What is required: Pull out every line of the records below that contains the string "tree", copying each one in full. Treat uppercase and lowercase letters as different.

[Stored items from a collection]
********

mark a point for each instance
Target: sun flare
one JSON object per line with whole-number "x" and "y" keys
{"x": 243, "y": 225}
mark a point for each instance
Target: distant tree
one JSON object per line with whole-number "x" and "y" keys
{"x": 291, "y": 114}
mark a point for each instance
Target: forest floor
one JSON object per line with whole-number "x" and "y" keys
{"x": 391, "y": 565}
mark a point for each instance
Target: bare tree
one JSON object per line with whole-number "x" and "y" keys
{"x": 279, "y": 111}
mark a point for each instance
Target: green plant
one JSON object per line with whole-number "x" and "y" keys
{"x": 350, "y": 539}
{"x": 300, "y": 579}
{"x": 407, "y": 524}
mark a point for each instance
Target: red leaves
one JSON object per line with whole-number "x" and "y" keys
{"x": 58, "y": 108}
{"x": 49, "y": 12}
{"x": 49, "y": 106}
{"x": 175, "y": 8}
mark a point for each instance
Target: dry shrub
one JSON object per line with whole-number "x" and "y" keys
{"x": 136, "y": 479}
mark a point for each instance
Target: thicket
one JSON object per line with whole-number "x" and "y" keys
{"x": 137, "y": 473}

********

Written answer:
Target: distant tree
Target: bare tree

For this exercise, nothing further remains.